- **Task instructions**
Decide whether each statement agrees with the thread on Paphiopedilum wilhelminae. Answer yes or no, and quote the deciding words of the thread: 1. The flowering growth has a leaf span of 48 cm from tip to tip. 2. When the plant was acquired, its biggest flowering growth was about 10 inches in leaf span. 3. Trithor remarks on the long stem of the flowers.

- **Document**

# Paphiopedilum wilhelminae



## eggshells (Nov 17, 2013)

Finally blooming and it's a dark one.




Paph. wilhelminae by paphioman, on Flickr




Paph. wilhelminae by paphioman, on Flickr


----------



## papheteer (Nov 17, 2013)

That's one superb clone!!! Great job!


----------



## eaborne (Nov 17, 2013)

Nice twisting to the petals!


----------



## Rick (Nov 17, 2013)

I like it:clap:

How big is that plant?


----------



## Trithor (Nov 17, 2013)

Long stem on those flowers. I love it when the first flower starts well above the foliage. Great presentation, and lovely flowers too. Great job.


----------



## Leo_5313 (Nov 18, 2013)

Love it. Very nice!


----------



## Stone (Nov 18, 2013)

Beautiful!


----------



## eggshells (Nov 18, 2013)

Thanks!



Rick said:


> I like it:clap:
> 
> How big is that plant?



The flowering growth measures 48 cm leaf span tip to tip.


----------



## raymond (Nov 18, 2013)

nice color


----------



## Trithor (Nov 18, 2013)

eggshells said:


> Thanks!
> 
> 
> 
> The flowering growth measures 48 cm leaf span tip to tip.



That is huge for a wilhelminae! Or am I mistaken? I always thought the larger plants were praestans, but have never had a clear picture in my own mind as to what distinguishes them


----------



## eggshells (Nov 18, 2013)

Trithor said:


> That is huge for a wilhelminae! Or am I mistaken? I always thought the larger plants were praestans, but have never had a clear picture in my own mind as to what distinguishes them



Actually, I thought the same too. And it was true when I got the plant. It was compact. The biggest flowering growth was about 6" in leaf span 2 unbloomed at one bloomed growth at that time. Then the plant got bigger for some reason. Me and my friend had always suspected that it was probably grown cooler that I am currently growing it hence the increase in growth size.

- **Data lines**
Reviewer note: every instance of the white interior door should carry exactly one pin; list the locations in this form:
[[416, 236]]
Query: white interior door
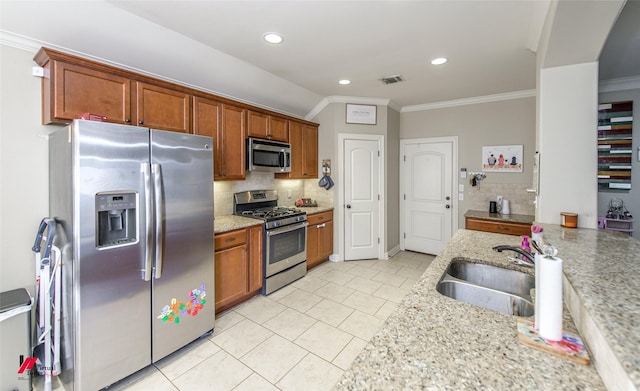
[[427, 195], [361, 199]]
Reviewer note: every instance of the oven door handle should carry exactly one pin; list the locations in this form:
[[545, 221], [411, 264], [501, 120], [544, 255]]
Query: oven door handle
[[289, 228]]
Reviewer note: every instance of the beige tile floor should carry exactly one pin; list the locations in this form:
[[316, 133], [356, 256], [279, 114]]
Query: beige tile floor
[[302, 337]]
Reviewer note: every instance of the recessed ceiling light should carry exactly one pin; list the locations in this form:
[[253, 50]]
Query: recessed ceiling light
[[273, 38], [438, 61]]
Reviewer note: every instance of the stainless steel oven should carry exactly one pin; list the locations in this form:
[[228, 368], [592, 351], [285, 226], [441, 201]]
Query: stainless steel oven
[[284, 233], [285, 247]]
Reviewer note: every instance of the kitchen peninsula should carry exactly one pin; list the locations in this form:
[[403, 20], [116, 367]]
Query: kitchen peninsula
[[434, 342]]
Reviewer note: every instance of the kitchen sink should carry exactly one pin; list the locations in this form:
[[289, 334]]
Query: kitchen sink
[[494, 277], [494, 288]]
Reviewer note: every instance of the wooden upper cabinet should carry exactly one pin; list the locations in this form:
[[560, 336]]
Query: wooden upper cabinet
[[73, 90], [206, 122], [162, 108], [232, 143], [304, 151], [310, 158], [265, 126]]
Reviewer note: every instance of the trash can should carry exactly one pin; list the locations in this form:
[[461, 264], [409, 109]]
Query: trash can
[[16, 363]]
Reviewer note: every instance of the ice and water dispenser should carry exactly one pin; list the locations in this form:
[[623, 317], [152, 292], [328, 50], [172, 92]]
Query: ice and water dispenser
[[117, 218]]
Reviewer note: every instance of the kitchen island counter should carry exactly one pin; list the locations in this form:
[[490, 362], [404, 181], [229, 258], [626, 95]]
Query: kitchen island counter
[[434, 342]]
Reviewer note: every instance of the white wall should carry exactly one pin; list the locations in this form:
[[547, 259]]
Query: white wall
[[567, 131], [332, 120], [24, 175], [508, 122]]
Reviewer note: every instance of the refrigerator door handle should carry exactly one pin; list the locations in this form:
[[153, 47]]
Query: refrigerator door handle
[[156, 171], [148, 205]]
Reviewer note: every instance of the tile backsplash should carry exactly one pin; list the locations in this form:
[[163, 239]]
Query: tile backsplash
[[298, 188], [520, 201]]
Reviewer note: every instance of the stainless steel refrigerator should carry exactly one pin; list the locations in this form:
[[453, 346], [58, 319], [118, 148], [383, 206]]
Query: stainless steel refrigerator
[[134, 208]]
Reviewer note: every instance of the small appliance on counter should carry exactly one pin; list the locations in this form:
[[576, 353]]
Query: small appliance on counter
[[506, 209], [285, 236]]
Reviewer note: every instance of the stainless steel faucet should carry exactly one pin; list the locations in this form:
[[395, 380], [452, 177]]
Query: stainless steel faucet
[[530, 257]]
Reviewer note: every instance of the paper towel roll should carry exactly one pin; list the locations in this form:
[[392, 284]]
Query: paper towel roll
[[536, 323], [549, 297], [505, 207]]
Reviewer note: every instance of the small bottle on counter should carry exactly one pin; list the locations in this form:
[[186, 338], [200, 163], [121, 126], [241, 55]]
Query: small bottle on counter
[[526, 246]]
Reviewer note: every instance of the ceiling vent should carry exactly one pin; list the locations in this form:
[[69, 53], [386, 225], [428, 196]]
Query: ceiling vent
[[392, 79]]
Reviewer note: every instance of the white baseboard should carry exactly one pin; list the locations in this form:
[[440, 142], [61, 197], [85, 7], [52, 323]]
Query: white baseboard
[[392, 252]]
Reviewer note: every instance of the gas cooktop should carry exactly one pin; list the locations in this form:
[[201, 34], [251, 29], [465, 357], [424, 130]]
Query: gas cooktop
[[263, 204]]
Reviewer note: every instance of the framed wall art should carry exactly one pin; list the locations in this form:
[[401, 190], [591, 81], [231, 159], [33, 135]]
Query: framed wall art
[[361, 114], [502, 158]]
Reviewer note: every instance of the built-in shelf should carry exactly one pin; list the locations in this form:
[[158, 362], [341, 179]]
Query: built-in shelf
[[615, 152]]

- **Full output**
1. Yes: "The flowering growth measures 48 cm leaf span tip to tip."
2. No: "The biggest flowering growth was about 6" in leaf span"
3. Yes: "Long stem on those flowers."